## The request:
Return every line of the material below that contains the word "face", copied without changes.

## Extracted records:
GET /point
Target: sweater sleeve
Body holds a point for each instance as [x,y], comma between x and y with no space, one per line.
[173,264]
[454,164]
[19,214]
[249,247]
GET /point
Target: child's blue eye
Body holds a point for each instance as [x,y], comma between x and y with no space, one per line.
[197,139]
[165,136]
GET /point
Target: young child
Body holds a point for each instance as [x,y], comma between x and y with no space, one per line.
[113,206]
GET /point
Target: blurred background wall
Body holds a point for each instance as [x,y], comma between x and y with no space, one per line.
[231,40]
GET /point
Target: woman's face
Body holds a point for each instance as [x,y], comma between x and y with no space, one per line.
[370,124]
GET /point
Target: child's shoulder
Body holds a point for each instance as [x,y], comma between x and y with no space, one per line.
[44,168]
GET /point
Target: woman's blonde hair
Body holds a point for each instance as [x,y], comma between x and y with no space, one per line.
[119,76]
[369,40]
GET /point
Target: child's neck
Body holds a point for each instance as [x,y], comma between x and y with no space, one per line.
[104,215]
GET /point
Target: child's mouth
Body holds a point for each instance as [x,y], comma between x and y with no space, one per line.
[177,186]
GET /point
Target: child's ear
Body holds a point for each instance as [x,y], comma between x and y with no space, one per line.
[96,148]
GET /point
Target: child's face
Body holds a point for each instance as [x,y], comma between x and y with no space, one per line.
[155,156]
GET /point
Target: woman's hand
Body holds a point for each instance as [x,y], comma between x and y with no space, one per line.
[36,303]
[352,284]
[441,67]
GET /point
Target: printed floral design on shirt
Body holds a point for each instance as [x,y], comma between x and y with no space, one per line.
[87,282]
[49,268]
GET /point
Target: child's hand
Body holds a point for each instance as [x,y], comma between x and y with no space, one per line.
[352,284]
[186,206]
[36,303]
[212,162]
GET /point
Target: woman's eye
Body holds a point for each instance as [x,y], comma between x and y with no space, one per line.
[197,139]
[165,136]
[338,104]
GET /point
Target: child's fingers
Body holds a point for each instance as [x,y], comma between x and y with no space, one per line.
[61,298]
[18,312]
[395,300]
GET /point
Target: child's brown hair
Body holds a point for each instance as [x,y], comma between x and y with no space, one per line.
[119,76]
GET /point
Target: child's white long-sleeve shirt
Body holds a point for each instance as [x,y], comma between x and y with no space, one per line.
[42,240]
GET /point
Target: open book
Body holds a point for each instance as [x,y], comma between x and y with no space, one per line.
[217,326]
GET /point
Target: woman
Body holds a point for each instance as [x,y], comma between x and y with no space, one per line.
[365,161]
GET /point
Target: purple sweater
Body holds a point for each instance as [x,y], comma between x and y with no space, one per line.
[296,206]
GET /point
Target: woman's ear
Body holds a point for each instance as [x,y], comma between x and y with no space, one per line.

## Full solution:
Target: woman's face
Target: child's face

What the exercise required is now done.